**Instructions for the task:**
Because the entries hold pictures, reproduce only their words, exactly as written.

Saved data entries:
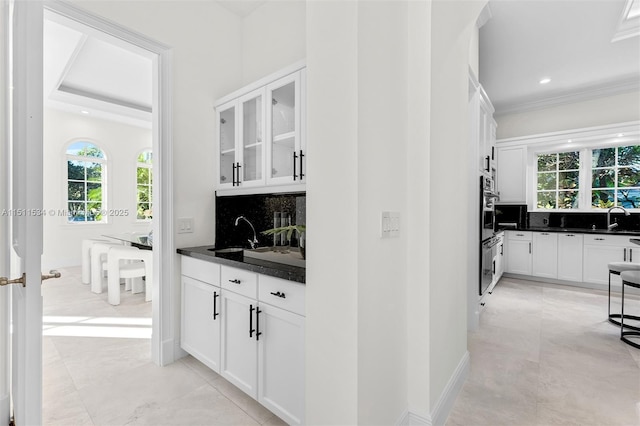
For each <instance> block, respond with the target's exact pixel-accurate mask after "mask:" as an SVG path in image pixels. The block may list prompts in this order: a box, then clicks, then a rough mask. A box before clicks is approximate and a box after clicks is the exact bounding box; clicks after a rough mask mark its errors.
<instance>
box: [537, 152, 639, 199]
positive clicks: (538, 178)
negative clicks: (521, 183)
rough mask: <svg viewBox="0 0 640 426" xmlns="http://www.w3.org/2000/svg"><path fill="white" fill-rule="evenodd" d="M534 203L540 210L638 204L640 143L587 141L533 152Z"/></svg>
mask: <svg viewBox="0 0 640 426" xmlns="http://www.w3.org/2000/svg"><path fill="white" fill-rule="evenodd" d="M535 162H536V163H535V165H536V169H535V206H536V208H537V209H544V210H566V209H581V210H583V211H586V210H598V209H608V208H610V207H613V206H621V207H624V208H626V209H639V208H640V145H625V146H613V147H611V146H610V147H602V145H600V146H598V145H595V144H593V145H591V146H588V147H583V148H581V149H577V150H575V151H564V152H555V153H538V154H536V155H535Z"/></svg>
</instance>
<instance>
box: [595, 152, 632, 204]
mask: <svg viewBox="0 0 640 426" xmlns="http://www.w3.org/2000/svg"><path fill="white" fill-rule="evenodd" d="M591 206H592V207H593V208H601V209H604V208H609V207H613V206H622V207H624V208H627V209H637V208H640V145H629V146H619V147H615V148H604V149H594V150H592V151H591Z"/></svg>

**Expected output:**
For each <instance> block, respond with the target's exact pixel-accurate mask after "mask:" as an SVG path in image pixels. The block may list prompts in this order: a box, then clicks, then a rough mask. A box before clicks is approximate and a box after clicks is the exact bounding box; clicks after a rough mask mark its errors.
<instance>
box: [537, 152, 639, 199]
positive clicks: (538, 178)
negative clicks: (521, 183)
rough mask: <svg viewBox="0 0 640 426" xmlns="http://www.w3.org/2000/svg"><path fill="white" fill-rule="evenodd" d="M534 203L540 210L638 204L640 143L587 141L533 152Z"/></svg>
mask: <svg viewBox="0 0 640 426" xmlns="http://www.w3.org/2000/svg"><path fill="white" fill-rule="evenodd" d="M535 162H536V163H535V165H536V169H535V206H536V208H537V209H544V210H566V209H581V210H583V211H586V210H598V209H608V208H610V207H613V206H621V207H624V208H626V209H639V208H640V145H625V146H613V147H611V146H610V147H602V145H600V146H598V145H595V144H593V145H591V146H588V147H583V148H581V149H577V150H575V151H564V152H555V153H538V154H536V155H535Z"/></svg>
</instance>
<instance>
box: [595, 152, 632, 204]
mask: <svg viewBox="0 0 640 426" xmlns="http://www.w3.org/2000/svg"><path fill="white" fill-rule="evenodd" d="M591 206H592V207H593V208H601V209H604V208H609V207H613V206H622V207H624V208H627V209H637V208H640V145H629V146H619V147H615V148H604V149H594V150H592V151H591Z"/></svg>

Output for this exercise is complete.